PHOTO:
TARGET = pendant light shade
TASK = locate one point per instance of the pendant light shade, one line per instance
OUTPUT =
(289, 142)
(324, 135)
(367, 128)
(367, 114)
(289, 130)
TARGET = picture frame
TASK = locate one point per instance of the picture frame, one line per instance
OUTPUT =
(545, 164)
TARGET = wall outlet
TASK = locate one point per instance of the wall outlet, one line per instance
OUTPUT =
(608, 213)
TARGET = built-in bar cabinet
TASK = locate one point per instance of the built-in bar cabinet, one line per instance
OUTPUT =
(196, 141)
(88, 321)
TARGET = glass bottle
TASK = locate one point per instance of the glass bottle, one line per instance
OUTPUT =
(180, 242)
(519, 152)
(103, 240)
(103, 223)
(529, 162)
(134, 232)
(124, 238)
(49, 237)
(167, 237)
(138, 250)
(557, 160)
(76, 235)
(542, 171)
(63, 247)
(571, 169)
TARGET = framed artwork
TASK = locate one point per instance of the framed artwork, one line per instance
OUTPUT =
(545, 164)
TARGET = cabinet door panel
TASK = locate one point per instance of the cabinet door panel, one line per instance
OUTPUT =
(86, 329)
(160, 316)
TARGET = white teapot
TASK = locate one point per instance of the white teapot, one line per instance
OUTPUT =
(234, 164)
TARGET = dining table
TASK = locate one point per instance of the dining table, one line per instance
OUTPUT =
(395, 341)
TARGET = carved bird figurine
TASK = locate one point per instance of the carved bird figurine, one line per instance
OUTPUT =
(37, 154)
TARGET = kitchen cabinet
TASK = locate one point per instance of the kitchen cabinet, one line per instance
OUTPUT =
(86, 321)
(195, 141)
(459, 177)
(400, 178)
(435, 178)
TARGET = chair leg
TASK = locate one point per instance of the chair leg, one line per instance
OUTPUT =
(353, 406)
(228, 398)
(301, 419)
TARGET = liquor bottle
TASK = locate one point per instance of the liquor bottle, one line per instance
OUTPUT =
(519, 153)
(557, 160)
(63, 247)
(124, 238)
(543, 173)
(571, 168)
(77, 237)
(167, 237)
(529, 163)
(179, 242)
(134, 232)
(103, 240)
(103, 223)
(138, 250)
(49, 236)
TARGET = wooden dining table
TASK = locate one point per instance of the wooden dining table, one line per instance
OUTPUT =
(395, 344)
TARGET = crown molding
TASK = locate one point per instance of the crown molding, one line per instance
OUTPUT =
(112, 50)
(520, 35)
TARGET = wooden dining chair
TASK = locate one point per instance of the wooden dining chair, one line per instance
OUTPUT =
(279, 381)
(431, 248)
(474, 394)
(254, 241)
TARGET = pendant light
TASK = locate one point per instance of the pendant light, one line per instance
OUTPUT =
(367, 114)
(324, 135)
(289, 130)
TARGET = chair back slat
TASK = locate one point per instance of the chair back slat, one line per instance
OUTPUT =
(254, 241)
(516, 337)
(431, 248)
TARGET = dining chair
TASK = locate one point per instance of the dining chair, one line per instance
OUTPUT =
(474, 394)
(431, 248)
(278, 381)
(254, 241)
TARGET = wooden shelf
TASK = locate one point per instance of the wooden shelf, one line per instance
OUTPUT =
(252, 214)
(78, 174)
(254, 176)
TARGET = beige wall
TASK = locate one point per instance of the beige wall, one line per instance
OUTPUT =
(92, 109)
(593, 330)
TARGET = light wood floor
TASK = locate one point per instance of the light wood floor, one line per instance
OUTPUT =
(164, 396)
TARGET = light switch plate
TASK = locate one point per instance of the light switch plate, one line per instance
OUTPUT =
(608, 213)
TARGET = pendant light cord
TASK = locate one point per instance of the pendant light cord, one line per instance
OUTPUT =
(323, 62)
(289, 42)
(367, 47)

——

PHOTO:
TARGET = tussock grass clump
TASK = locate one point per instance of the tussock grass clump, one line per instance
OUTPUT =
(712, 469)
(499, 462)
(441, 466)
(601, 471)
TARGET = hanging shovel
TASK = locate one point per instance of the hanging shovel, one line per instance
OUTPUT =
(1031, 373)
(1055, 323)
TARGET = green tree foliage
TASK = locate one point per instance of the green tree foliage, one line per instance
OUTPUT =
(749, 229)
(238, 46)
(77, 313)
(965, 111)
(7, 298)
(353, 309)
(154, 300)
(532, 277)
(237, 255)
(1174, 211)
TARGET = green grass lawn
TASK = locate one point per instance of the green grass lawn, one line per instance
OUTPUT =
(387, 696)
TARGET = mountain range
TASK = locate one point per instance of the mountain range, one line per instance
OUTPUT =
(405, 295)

——

# Exercise instructions:
Your task is to copy each line of the entries that includes the word "range".

# Solution for this exercise:
TARGET = mountain range
TASK = locate one point per instance of the mountain range, one line per instance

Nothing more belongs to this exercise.